• Text to read

____

I have the pthread_join there just because it was similar to what that tutorial had on theirs. I don't really even get it that clearly though. I'm pretty sure that line is the problem...I just don't know how to fix it. Any help is appreciated.
Whenever the variable is locked, I want some sort of message to be printed out like "thread x trying to lock, but cannot" so that I KNOW it's working correctly.
Why do you want that? You are just learning about threads. Learn the basics first. Don't go diving off the deep end into pthread_mutex_trylock or mutexes configured for error checking. You need to learn to walk before you can learn how to run.
The basics involves a mutex initialized use with default settings and using pthread_mutex_lock to grab the lock. With the default settings, pthread_mutex_lock will only return non-zero if there are big, big problems. There are only two problems that can occur here: Deadlock, and a bad mutex pointer. There is no recovery from either; the only real solution is to fix the code. About the only thing you can do here is to throw an exception that you don't catch, call exit() or abort(), etc.

____

• Problems to work on
a) Reproduce the entire post about pthread mutex locking word for word.
b) Write out both records below character for character, keeping every line as it appears.

• Provided records
____

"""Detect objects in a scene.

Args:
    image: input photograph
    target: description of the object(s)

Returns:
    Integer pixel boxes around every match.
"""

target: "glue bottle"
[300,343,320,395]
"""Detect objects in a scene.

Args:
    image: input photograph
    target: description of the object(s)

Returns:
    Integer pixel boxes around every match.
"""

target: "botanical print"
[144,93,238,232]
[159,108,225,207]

____

• The results
a)
I have the pthread_join there just because it was similar to what that tutorial had on theirs. I don't really even get it that clearly though. I'm pretty sure that line is the problem...I just don't know how to fix it. Any help is appreciated.
Whenever the variable is locked, I want some sort of message to be printed out like "thread x trying to lock, but cannot" so that I KNOW it's working correctly.
Why do you want that? You are just learning about threads. Learn the basics first. Don't go diving off the deep end into pthread_mutex_trylock or mutexes configured for error checking. You need to learn to walk before you can learn how to run.
The basics involves a mutex initialized use with default settings and using pthread_mutex_lock to grab the lock. With the default settings, pthread_mutex_lock will only return non-zero if there are big, big problems. There are only two problems that can occur here: Deadlock, and a bad mutex pointer. There is no recovery from either; the only real solution is to fix the code. About the only thing you can do here is to throw an exception that you don't catch, call exit() or abort(), etc.

b)
"""Detect objects in a scene.

Args:
    image: input photograph
    target: description of the object(s)

Returns:
    Integer pixel boxes around every match.
"""

target: "glue bottle"
[300,343,320,395]
"""Detect objects in a scene.

Args:
    image: input photograph
    target: description of the object(s)

Returns:
    Integer pixel boxes around every match.
"""

target: "botanical print"
[144,93,238,232]
[159,108,225,207]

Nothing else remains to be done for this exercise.